TASK TO CARRY OUT:
Tally the lines of the records that contain the string "player", then give the total and nothing more.
──────────────────────────────
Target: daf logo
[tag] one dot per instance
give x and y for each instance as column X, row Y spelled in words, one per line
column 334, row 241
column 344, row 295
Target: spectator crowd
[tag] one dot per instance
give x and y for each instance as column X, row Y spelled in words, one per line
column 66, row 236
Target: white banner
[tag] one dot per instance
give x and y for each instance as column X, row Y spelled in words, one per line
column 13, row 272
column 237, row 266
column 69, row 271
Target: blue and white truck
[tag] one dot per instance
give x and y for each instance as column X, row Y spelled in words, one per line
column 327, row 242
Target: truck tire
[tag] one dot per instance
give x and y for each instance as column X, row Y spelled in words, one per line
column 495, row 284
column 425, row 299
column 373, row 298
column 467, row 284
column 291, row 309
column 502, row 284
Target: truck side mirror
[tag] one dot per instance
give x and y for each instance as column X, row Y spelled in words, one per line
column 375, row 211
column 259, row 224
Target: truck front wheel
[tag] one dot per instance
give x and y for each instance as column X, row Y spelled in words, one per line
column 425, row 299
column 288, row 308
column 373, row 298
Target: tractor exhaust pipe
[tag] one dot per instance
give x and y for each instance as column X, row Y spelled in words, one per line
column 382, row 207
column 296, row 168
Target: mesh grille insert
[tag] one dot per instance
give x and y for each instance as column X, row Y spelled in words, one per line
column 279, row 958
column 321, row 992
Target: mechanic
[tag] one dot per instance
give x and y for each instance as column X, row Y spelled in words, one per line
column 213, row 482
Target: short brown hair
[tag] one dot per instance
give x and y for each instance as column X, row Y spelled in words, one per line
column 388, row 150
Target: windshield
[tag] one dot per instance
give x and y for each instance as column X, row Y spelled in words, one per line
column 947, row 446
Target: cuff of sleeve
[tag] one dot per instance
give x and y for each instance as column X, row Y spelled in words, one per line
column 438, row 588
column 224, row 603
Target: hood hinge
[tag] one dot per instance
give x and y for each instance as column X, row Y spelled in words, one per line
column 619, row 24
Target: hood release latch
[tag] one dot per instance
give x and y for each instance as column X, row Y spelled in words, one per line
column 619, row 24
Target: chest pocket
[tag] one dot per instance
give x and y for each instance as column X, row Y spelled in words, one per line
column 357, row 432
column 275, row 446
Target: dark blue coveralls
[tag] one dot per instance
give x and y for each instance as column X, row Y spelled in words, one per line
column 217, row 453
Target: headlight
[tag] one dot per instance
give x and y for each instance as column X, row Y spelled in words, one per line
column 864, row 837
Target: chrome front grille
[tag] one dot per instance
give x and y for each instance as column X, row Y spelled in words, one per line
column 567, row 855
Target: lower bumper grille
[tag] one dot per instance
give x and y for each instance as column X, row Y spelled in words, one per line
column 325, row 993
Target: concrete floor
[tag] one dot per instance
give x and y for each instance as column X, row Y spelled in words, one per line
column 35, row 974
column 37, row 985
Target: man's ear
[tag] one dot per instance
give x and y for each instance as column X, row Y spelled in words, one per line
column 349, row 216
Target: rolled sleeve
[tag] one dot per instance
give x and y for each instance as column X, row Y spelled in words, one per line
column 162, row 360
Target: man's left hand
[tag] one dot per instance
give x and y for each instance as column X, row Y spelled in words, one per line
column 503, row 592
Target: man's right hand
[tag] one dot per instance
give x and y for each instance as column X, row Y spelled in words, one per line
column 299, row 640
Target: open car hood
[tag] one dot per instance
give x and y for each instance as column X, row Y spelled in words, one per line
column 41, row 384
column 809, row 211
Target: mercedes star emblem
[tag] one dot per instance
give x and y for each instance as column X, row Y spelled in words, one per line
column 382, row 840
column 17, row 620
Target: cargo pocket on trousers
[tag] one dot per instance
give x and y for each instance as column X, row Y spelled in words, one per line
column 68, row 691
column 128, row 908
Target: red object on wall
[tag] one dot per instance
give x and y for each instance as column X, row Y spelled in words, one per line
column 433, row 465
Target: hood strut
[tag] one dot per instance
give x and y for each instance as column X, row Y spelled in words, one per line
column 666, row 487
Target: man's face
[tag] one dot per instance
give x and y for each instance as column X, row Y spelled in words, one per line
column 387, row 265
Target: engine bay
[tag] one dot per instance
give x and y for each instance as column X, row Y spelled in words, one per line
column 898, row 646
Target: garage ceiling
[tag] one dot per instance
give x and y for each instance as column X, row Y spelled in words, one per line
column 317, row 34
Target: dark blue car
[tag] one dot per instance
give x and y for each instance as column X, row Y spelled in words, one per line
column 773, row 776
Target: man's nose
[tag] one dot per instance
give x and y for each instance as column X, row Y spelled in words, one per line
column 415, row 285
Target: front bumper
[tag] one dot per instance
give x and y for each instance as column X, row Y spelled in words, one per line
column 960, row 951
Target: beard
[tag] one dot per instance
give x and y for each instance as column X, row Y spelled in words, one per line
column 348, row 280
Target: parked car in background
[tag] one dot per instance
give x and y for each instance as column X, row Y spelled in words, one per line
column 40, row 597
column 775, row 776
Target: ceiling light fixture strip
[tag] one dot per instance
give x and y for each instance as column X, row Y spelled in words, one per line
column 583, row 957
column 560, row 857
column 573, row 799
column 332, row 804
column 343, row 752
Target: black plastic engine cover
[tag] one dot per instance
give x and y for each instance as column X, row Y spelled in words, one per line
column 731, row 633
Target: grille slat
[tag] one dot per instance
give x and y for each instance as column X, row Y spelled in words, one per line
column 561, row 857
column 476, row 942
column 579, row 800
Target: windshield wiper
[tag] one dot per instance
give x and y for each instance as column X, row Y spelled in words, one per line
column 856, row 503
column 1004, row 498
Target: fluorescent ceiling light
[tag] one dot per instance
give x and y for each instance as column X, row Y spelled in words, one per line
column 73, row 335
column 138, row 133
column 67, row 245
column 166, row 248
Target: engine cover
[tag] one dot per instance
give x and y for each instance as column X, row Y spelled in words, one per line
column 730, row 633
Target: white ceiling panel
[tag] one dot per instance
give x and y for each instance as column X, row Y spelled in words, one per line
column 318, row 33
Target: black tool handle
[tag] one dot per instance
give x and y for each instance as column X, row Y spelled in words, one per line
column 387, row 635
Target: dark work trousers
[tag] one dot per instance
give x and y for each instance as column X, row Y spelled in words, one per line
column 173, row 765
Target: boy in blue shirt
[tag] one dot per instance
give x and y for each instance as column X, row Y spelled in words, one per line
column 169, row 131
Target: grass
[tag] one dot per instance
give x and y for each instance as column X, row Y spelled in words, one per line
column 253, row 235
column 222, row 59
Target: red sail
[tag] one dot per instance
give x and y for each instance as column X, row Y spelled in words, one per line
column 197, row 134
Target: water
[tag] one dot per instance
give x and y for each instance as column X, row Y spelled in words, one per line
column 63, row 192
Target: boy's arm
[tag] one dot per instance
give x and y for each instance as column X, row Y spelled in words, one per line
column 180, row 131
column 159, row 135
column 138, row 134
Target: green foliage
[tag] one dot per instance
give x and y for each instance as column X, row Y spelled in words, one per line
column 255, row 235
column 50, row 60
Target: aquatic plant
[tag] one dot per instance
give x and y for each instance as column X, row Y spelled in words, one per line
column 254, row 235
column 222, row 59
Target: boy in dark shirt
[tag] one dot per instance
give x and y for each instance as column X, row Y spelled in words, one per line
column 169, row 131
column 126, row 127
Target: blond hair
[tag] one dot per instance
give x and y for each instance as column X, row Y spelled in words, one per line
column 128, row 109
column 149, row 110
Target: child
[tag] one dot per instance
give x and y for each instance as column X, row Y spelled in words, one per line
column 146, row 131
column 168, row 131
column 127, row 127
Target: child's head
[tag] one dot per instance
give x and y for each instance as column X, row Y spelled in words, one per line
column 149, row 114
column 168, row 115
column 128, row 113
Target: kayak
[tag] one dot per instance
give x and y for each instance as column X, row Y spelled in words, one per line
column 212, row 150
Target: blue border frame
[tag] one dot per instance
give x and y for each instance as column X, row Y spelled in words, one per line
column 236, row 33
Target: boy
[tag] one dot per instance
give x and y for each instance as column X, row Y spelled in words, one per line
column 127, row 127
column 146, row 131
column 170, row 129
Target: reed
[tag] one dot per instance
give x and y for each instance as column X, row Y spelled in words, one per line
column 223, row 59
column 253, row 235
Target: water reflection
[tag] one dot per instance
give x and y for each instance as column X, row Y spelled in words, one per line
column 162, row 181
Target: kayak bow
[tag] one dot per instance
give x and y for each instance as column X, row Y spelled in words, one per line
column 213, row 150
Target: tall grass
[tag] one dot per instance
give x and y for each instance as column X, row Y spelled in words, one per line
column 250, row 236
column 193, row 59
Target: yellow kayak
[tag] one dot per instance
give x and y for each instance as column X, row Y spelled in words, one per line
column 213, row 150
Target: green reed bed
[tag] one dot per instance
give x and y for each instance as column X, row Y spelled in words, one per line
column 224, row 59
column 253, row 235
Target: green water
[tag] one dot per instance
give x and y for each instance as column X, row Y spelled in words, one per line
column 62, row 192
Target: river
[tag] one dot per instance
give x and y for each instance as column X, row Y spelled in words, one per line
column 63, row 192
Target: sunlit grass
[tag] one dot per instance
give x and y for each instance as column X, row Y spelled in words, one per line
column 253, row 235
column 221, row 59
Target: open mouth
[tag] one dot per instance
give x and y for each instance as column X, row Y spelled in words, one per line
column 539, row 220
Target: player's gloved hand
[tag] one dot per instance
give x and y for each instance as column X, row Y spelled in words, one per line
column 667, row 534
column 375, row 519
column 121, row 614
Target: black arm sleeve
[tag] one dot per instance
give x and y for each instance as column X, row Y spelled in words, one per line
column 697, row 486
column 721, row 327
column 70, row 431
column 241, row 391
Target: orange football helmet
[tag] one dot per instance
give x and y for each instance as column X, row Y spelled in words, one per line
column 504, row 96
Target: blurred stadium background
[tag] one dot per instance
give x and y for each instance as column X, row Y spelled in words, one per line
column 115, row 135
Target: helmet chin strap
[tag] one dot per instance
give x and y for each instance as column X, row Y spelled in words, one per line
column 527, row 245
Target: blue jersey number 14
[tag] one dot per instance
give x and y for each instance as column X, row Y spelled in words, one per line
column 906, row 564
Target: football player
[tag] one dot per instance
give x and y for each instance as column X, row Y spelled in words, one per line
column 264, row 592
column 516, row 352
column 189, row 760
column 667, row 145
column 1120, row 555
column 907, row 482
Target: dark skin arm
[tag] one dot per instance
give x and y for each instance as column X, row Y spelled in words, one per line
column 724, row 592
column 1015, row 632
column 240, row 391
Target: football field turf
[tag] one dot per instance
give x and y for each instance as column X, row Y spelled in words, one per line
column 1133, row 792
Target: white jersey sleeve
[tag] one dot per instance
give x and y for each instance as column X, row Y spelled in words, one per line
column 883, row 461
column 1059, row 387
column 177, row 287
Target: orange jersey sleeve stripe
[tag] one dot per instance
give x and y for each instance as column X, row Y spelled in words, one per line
──────────────────────────────
ANSWER TO THE EXERCISE:
2